Records supplied:
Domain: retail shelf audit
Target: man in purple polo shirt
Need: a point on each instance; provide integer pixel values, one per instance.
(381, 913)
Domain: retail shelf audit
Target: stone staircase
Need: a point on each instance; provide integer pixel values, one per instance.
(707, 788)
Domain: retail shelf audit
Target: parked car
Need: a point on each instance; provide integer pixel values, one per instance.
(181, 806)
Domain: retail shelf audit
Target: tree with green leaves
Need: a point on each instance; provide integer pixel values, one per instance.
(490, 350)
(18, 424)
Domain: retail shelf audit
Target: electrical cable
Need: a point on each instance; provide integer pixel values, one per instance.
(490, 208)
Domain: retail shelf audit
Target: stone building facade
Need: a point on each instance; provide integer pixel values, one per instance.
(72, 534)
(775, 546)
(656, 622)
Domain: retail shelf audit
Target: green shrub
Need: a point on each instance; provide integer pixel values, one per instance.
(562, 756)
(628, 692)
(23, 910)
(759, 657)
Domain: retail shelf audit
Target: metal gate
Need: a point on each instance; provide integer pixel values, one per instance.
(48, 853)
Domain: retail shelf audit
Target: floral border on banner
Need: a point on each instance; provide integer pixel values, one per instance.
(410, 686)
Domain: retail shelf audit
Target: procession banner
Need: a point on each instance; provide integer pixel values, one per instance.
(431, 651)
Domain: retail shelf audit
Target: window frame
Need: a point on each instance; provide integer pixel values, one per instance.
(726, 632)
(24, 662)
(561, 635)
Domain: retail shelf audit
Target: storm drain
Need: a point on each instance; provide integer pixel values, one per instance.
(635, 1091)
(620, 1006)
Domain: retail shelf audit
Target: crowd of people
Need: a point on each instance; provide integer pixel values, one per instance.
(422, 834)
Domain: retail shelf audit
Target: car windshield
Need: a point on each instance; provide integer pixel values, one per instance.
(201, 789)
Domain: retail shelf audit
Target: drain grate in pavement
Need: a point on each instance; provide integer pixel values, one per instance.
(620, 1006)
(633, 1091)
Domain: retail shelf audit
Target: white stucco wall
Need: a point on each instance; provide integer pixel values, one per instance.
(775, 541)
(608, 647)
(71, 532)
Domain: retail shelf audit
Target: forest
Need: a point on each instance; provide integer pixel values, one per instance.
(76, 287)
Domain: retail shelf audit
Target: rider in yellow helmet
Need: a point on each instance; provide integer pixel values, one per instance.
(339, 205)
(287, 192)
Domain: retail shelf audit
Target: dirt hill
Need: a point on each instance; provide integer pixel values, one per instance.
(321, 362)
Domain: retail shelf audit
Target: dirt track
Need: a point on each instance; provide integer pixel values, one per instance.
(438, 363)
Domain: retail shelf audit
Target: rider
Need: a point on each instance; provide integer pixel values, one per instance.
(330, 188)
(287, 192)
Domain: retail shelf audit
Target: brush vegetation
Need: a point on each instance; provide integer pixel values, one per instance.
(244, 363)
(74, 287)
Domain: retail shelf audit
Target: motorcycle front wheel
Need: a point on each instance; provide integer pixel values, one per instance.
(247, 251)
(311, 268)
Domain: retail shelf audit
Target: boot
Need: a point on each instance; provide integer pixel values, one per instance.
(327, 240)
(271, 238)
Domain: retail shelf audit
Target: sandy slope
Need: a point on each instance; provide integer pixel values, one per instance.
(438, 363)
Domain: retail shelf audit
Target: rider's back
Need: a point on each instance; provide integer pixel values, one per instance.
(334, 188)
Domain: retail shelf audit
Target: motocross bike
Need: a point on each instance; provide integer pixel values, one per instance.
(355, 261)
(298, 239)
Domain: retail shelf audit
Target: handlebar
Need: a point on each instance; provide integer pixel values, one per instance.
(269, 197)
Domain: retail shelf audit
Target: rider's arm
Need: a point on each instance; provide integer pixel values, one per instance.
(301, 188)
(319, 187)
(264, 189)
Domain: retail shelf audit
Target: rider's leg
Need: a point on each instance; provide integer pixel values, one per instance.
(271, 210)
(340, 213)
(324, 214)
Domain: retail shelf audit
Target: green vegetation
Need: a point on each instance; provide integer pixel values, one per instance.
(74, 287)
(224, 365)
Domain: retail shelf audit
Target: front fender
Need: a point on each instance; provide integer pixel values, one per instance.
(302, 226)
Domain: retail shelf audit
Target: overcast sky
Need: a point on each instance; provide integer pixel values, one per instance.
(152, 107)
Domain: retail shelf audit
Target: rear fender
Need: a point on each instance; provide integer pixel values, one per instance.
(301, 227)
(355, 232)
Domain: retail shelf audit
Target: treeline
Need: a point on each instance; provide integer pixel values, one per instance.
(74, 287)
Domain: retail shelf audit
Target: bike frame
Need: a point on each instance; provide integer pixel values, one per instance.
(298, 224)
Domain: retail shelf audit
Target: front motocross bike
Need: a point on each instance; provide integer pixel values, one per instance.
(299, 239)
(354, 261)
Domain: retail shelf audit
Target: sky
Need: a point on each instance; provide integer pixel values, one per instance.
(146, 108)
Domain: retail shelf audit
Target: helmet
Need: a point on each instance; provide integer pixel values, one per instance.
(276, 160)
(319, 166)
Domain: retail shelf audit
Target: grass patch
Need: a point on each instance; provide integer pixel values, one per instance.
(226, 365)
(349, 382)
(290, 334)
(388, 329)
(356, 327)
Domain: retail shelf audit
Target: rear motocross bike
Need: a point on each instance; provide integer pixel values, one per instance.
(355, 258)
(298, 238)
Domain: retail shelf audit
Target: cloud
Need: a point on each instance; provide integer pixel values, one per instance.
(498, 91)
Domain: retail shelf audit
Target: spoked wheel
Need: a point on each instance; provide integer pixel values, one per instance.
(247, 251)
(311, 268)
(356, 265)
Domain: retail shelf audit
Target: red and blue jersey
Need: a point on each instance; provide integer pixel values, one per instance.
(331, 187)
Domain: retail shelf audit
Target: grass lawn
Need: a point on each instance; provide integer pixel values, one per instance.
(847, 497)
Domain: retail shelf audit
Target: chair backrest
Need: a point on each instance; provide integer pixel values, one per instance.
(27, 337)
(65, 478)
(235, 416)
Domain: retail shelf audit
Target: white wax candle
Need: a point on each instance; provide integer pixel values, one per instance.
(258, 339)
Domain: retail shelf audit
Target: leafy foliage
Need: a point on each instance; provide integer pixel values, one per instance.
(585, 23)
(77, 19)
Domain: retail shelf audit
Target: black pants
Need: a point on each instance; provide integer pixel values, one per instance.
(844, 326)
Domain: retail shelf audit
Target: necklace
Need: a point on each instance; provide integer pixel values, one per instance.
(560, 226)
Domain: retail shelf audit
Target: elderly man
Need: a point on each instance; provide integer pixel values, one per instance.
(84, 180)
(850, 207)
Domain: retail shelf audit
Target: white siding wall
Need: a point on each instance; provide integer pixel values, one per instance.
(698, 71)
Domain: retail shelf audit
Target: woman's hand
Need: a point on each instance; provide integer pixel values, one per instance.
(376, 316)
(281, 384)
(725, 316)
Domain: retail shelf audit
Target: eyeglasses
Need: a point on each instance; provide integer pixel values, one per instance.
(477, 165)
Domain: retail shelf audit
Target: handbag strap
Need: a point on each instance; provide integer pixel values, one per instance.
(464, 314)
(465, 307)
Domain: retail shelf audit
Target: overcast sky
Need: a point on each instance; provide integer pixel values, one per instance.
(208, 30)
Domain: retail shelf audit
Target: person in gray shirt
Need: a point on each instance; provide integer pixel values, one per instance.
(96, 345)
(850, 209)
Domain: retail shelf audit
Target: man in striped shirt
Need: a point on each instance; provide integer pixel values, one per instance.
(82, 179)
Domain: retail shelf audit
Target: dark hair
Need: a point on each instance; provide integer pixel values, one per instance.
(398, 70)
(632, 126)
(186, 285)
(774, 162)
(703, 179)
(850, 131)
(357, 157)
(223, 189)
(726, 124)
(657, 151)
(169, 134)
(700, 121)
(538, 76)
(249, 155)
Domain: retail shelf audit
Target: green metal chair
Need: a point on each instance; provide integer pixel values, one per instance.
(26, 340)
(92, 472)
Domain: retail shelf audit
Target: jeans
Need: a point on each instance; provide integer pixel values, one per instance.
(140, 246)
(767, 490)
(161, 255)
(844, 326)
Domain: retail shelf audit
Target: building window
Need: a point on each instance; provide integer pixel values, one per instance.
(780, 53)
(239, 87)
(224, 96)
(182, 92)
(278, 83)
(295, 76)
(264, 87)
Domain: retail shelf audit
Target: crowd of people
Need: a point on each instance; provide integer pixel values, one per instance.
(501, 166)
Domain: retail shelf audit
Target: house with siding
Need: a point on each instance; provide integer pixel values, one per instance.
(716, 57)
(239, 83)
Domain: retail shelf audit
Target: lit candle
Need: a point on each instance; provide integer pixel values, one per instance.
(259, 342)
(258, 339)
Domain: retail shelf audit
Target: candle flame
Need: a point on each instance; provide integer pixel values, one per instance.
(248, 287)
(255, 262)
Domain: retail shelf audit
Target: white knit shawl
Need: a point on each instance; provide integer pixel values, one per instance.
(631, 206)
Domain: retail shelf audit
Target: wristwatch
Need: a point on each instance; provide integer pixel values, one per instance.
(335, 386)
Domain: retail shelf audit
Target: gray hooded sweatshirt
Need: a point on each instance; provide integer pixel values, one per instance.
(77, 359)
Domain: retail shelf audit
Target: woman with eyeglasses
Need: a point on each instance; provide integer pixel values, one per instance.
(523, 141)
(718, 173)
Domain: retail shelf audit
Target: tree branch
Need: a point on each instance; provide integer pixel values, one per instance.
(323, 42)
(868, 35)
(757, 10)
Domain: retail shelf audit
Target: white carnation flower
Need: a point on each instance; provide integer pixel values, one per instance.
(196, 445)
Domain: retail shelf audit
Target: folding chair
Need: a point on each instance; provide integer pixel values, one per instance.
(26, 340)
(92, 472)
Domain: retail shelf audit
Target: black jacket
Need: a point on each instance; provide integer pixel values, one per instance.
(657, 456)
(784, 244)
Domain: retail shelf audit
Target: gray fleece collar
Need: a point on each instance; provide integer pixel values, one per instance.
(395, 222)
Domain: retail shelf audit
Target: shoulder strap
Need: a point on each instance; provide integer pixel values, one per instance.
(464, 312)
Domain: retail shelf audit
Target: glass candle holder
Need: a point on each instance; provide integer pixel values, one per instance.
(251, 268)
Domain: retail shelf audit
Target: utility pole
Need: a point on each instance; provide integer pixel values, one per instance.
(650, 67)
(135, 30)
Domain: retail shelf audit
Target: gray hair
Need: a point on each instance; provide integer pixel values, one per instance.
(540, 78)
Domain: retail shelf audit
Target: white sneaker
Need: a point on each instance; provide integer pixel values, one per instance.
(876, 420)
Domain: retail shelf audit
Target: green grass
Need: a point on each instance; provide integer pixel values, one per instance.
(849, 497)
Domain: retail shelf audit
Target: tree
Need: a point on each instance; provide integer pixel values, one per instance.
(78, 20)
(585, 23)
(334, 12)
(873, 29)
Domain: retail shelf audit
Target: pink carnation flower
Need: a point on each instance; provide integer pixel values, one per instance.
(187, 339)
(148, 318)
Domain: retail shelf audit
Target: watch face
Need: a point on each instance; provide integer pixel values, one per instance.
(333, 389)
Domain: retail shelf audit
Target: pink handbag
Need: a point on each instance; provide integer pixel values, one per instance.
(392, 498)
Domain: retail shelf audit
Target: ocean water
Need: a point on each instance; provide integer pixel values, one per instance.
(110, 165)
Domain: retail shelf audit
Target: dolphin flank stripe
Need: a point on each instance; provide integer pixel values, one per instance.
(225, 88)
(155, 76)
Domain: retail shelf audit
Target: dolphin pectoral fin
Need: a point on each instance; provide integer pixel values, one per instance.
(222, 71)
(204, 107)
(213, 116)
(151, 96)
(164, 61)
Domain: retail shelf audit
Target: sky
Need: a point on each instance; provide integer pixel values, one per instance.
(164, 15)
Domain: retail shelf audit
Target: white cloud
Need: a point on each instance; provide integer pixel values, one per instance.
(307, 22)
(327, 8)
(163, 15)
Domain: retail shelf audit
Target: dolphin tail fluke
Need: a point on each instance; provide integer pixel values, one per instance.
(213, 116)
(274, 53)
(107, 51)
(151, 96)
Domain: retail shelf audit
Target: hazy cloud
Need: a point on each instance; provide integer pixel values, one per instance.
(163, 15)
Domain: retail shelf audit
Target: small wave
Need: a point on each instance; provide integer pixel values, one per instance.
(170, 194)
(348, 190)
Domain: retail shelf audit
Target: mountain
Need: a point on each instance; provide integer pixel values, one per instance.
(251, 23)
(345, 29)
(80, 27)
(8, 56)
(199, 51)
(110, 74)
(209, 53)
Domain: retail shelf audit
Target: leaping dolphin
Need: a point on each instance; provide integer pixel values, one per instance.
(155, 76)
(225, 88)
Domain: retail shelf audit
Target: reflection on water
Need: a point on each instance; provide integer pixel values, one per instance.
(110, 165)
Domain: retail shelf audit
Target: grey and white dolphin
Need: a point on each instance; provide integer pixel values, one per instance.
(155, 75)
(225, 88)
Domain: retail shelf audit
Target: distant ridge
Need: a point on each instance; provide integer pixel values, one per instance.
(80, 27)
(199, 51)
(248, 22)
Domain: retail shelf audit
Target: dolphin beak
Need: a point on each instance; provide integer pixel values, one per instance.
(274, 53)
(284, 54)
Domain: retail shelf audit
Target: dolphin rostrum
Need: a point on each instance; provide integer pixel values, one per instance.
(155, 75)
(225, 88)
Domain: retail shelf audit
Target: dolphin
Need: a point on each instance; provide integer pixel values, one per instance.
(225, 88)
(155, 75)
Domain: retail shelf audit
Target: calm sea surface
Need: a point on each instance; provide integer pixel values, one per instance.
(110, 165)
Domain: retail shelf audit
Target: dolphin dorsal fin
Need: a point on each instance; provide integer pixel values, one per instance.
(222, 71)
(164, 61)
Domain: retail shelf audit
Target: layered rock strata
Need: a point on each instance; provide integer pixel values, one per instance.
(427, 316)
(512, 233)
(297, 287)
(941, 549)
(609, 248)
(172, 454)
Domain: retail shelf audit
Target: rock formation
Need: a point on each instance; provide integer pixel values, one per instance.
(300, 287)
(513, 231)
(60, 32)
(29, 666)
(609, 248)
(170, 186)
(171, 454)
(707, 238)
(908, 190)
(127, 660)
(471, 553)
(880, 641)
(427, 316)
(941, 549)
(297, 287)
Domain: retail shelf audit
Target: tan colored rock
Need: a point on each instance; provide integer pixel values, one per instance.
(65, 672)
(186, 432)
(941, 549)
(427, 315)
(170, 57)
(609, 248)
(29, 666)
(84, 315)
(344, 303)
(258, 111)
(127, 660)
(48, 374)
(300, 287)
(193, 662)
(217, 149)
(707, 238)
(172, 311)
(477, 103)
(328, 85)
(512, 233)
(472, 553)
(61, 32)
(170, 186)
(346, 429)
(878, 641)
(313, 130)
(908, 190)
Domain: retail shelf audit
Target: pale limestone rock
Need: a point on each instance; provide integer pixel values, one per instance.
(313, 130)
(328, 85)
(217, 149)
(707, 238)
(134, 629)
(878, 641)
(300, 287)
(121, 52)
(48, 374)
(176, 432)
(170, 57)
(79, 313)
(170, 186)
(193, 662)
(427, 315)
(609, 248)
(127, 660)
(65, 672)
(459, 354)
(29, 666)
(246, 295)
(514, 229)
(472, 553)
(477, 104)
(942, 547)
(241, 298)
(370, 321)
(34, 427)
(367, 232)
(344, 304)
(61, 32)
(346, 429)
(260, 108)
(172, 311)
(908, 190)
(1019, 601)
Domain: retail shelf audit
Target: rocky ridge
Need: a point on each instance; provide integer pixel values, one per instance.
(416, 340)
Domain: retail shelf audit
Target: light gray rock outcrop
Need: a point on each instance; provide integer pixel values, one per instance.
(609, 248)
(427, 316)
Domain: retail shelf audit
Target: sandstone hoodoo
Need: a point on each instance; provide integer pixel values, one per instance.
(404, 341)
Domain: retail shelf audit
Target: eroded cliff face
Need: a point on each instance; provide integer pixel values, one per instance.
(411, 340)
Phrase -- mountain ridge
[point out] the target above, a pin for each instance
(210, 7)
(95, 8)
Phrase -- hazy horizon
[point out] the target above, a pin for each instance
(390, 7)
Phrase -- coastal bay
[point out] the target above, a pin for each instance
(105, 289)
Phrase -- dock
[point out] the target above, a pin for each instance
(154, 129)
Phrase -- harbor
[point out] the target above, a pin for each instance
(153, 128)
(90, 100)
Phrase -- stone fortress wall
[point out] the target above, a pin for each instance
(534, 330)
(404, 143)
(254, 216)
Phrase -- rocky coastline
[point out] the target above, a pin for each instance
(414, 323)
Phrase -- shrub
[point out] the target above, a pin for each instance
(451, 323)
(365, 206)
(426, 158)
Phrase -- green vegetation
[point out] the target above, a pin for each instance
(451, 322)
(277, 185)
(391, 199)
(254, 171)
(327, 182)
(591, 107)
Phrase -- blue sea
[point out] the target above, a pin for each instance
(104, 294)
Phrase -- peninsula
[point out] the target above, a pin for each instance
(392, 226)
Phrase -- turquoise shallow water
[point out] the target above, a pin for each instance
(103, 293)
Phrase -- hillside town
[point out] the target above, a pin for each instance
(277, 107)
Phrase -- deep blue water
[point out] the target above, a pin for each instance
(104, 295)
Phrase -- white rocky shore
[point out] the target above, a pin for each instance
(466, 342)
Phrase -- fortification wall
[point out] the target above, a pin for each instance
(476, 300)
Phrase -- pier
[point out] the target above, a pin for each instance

Work request: Above this task is a listing. Restate, word for word and with nothing added, the lines from the one with "Target: procession banner" through the one with "Target: storm drain".

Written response:
Target: procession banner
Need: a point on each instance; provide integer pixel values, one per instance.
(431, 651)
Domain: retail shelf audit
Target: window frame
Need: a point on each instance; provide integer pixel values, one per instance.
(726, 632)
(24, 662)
(561, 635)
Domain: retail shelf audit
Target: storm drain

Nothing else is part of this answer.